— start of PROVIDED MATERIAL —
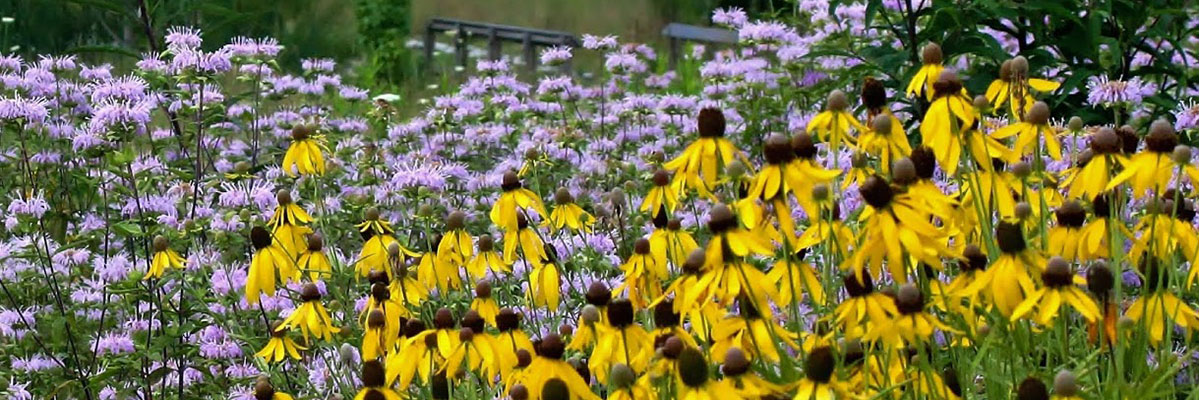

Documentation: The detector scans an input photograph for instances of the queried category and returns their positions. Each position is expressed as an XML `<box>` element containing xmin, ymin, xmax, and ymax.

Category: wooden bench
<box><xmin>662</xmin><ymin>23</ymin><xmax>737</xmax><ymax>69</ymax></box>
<box><xmin>424</xmin><ymin>18</ymin><xmax>579</xmax><ymax>71</ymax></box>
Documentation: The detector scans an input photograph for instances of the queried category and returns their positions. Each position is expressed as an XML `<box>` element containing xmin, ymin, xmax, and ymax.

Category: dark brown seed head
<box><xmin>677</xmin><ymin>347</ymin><xmax>707</xmax><ymax>388</ymax></box>
<box><xmin>1116</xmin><ymin>125</ymin><xmax>1140</xmax><ymax>154</ymax></box>
<box><xmin>541</xmin><ymin>377</ymin><xmax>571</xmax><ymax>400</ymax></box>
<box><xmin>791</xmin><ymin>132</ymin><xmax>817</xmax><ymax>159</ymax></box>
<box><xmin>1145</xmin><ymin>120</ymin><xmax>1179</xmax><ymax>153</ymax></box>
<box><xmin>495</xmin><ymin>307</ymin><xmax>520</xmax><ymax>332</ymax></box>
<box><xmin>517</xmin><ymin>349</ymin><xmax>532</xmax><ymax>368</ymax></box>
<box><xmin>462</xmin><ymin>310</ymin><xmax>486</xmax><ymax>333</ymax></box>
<box><xmin>697</xmin><ymin>108</ymin><xmax>725</xmax><ymax>138</ymax></box>
<box><xmin>370</xmin><ymin>283</ymin><xmax>391</xmax><ymax>302</ymax></box>
<box><xmin>803</xmin><ymin>346</ymin><xmax>837</xmax><ymax>383</ymax></box>
<box><xmin>870</xmin><ymin>114</ymin><xmax>892</xmax><ymax>135</ymax></box>
<box><xmin>958</xmin><ymin>244</ymin><xmax>987</xmax><ymax>271</ymax></box>
<box><xmin>537</xmin><ymin>333</ymin><xmax>566</xmax><ymax>359</ymax></box>
<box><xmin>291</xmin><ymin>125</ymin><xmax>313</xmax><ymax>140</ymax></box>
<box><xmin>862</xmin><ymin>77</ymin><xmax>887</xmax><ymax>114</ymax></box>
<box><xmin>508</xmin><ymin>383</ymin><xmax>529</xmax><ymax>400</ymax></box>
<box><xmin>857</xmin><ymin>175</ymin><xmax>894</xmax><ymax>208</ymax></box>
<box><xmin>842</xmin><ymin>272</ymin><xmax>874</xmax><ymax>297</ymax></box>
<box><xmin>763</xmin><ymin>133</ymin><xmax>795</xmax><ymax>165</ymax></box>
<box><xmin>249</xmin><ymin>226</ymin><xmax>273</xmax><ymax>250</ymax></box>
<box><xmin>633</xmin><ymin>237</ymin><xmax>650</xmax><ymax>255</ymax></box>
<box><xmin>662</xmin><ymin>335</ymin><xmax>686</xmax><ymax>359</ymax></box>
<box><xmin>367</xmin><ymin>309</ymin><xmax>387</xmax><ymax>329</ymax></box>
<box><xmin>608</xmin><ymin>298</ymin><xmax>633</xmax><ymax>328</ymax></box>
<box><xmin>826</xmin><ymin>90</ymin><xmax>849</xmax><ymax>111</ymax></box>
<box><xmin>433</xmin><ymin>307</ymin><xmax>453</xmax><ymax>329</ymax></box>
<box><xmin>362</xmin><ymin>359</ymin><xmax>386</xmax><ymax>388</ymax></box>
<box><xmin>475</xmin><ymin>234</ymin><xmax>495</xmax><ymax>253</ymax></box>
<box><xmin>583</xmin><ymin>281</ymin><xmax>611</xmax><ymax>307</ymax></box>
<box><xmin>921</xmin><ymin>43</ymin><xmax>944</xmax><ymax>63</ymax></box>
<box><xmin>891</xmin><ymin>157</ymin><xmax>918</xmax><ymax>184</ymax></box>
<box><xmin>896</xmin><ymin>284</ymin><xmax>924</xmax><ymax>315</ymax></box>
<box><xmin>995</xmin><ymin>220</ymin><xmax>1028</xmax><ymax>254</ymax></box>
<box><xmin>554</xmin><ymin>188</ymin><xmax>574</xmax><ymax>206</ymax></box>
<box><xmin>1086</xmin><ymin>260</ymin><xmax>1116</xmax><ymax>298</ymax></box>
<box><xmin>707</xmin><ymin>204</ymin><xmax>737</xmax><ymax>235</ymax></box>
<box><xmin>300</xmin><ymin>283</ymin><xmax>320</xmax><ymax>302</ymax></box>
<box><xmin>404</xmin><ymin>319</ymin><xmax>424</xmax><ymax>338</ymax></box>
<box><xmin>908</xmin><ymin>146</ymin><xmax>936</xmax><ymax>180</ymax></box>
<box><xmin>1016</xmin><ymin>376</ymin><xmax>1049</xmax><ymax>400</ymax></box>
<box><xmin>1054</xmin><ymin>200</ymin><xmax>1086</xmax><ymax>229</ymax></box>
<box><xmin>1041</xmin><ymin>256</ymin><xmax>1073</xmax><ymax>287</ymax></box>
<box><xmin>999</xmin><ymin>60</ymin><xmax>1012</xmax><ymax>81</ymax></box>
<box><xmin>1012</xmin><ymin>55</ymin><xmax>1029</xmax><ymax>77</ymax></box>
<box><xmin>933</xmin><ymin>68</ymin><xmax>962</xmax><ymax>96</ymax></box>
<box><xmin>1091</xmin><ymin>127</ymin><xmax>1120</xmax><ymax>154</ymax></box>
<box><xmin>721</xmin><ymin>347</ymin><xmax>749</xmax><ymax>376</ymax></box>
<box><xmin>500</xmin><ymin>170</ymin><xmax>520</xmax><ymax>192</ymax></box>
<box><xmin>254</xmin><ymin>380</ymin><xmax>275</xmax><ymax>400</ymax></box>
<box><xmin>1024</xmin><ymin>102</ymin><xmax>1049</xmax><ymax>125</ymax></box>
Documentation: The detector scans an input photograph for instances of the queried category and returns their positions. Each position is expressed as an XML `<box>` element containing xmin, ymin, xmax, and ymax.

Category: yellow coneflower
<box><xmin>504</xmin><ymin>214</ymin><xmax>546</xmax><ymax>267</ymax></box>
<box><xmin>1011</xmin><ymin>256</ymin><xmax>1101</xmax><ymax>326</ymax></box>
<box><xmin>960</xmin><ymin>220</ymin><xmax>1046</xmax><ymax>317</ymax></box>
<box><xmin>438</xmin><ymin>211</ymin><xmax>472</xmax><ymax>268</ymax></box>
<box><xmin>254</xmin><ymin>377</ymin><xmax>295</xmax><ymax>400</ymax></box>
<box><xmin>246</xmin><ymin>226</ymin><xmax>294</xmax><ymax>304</ymax></box>
<box><xmin>1049</xmin><ymin>200</ymin><xmax>1088</xmax><ymax>261</ymax></box>
<box><xmin>141</xmin><ymin>236</ymin><xmax>184</xmax><ymax>280</ymax></box>
<box><xmin>791</xmin><ymin>346</ymin><xmax>852</xmax><ymax>400</ymax></box>
<box><xmin>489</xmin><ymin>171</ymin><xmax>549</xmax><ymax>231</ymax></box>
<box><xmin>354</xmin><ymin>359</ymin><xmax>403</xmax><ymax>400</ymax></box>
<box><xmin>864</xmin><ymin>284</ymin><xmax>958</xmax><ymax>349</ymax></box>
<box><xmin>566</xmin><ymin>281</ymin><xmax>611</xmax><ymax>351</ymax></box>
<box><xmin>920</xmin><ymin>71</ymin><xmax>1010</xmax><ymax>176</ymax></box>
<box><xmin>445</xmin><ymin>310</ymin><xmax>500</xmax><ymax>384</ymax></box>
<box><xmin>588</xmin><ymin>298</ymin><xmax>653</xmax><ymax>382</ymax></box>
<box><xmin>296</xmin><ymin>232</ymin><xmax>333</xmax><ymax>281</ymax></box>
<box><xmin>616</xmin><ymin>237</ymin><xmax>667</xmax><ymax>308</ymax></box>
<box><xmin>638</xmin><ymin>169</ymin><xmax>679</xmax><ymax>219</ymax></box>
<box><xmin>608</xmin><ymin>364</ymin><xmax>652</xmax><ymax>400</ymax></box>
<box><xmin>662</xmin><ymin>108</ymin><xmax>748</xmax><ymax>196</ymax></box>
<box><xmin>848</xmin><ymin>173</ymin><xmax>954</xmax><ymax>283</ymax></box>
<box><xmin>276</xmin><ymin>125</ymin><xmax>325</xmax><ymax>176</ymax></box>
<box><xmin>807</xmin><ymin>90</ymin><xmax>867</xmax><ymax>149</ymax></box>
<box><xmin>514</xmin><ymin>333</ymin><xmax>600</xmax><ymax>400</ymax></box>
<box><xmin>721</xmin><ymin>347</ymin><xmax>783</xmax><ymax>399</ymax></box>
<box><xmin>990</xmin><ymin>102</ymin><xmax>1061</xmax><ymax>163</ymax></box>
<box><xmin>254</xmin><ymin>322</ymin><xmax>308</xmax><ymax>363</ymax></box>
<box><xmin>470</xmin><ymin>280</ymin><xmax>500</xmax><ymax>326</ymax></box>
<box><xmin>416</xmin><ymin>247</ymin><xmax>462</xmax><ymax>291</ymax></box>
<box><xmin>904</xmin><ymin>43</ymin><xmax>945</xmax><ymax>102</ymax></box>
<box><xmin>650</xmin><ymin>219</ymin><xmax>699</xmax><ymax>268</ymax></box>
<box><xmin>1125</xmin><ymin>256</ymin><xmax>1199</xmax><ymax>345</ymax></box>
<box><xmin>833</xmin><ymin>273</ymin><xmax>899</xmax><ymax>338</ymax></box>
<box><xmin>283</xmin><ymin>283</ymin><xmax>342</xmax><ymax>341</ymax></box>
<box><xmin>466</xmin><ymin>235</ymin><xmax>512</xmax><ymax>280</ymax></box>
<box><xmin>362</xmin><ymin>309</ymin><xmax>397</xmax><ymax>359</ymax></box>
<box><xmin>675</xmin><ymin>347</ymin><xmax>741</xmax><ymax>400</ymax></box>
<box><xmin>710</xmin><ymin>297</ymin><xmax>800</xmax><ymax>363</ymax></box>
<box><xmin>544</xmin><ymin>188</ymin><xmax>596</xmax><ymax>232</ymax></box>
<box><xmin>1062</xmin><ymin>127</ymin><xmax>1128</xmax><ymax>199</ymax></box>
<box><xmin>857</xmin><ymin>77</ymin><xmax>911</xmax><ymax>172</ymax></box>
<box><xmin>986</xmin><ymin>55</ymin><xmax>1061</xmax><ymax>117</ymax></box>
<box><xmin>1104</xmin><ymin>120</ymin><xmax>1189</xmax><ymax>198</ymax></box>
<box><xmin>766</xmin><ymin>260</ymin><xmax>824</xmax><ymax>304</ymax></box>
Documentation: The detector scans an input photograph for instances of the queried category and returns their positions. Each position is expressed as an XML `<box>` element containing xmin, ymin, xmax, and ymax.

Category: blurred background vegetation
<box><xmin>0</xmin><ymin>0</ymin><xmax>767</xmax><ymax>90</ymax></box>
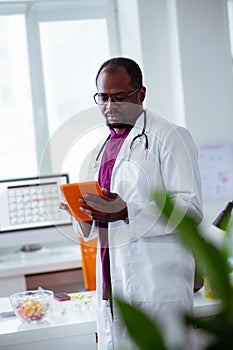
— end of PROVIDED MATERIAL —
# [EXERCISE DESCRIPTION]
Could you reproduce, line for line, the part of the records that opens with the line containing "Category: blurred background vegetation" and runs through the end of the records, including both ends? Leave out any pictures.

# [EXERCISE ANSWER]
Category: blurred background vegetation
<box><xmin>0</xmin><ymin>0</ymin><xmax>767</xmax><ymax>90</ymax></box>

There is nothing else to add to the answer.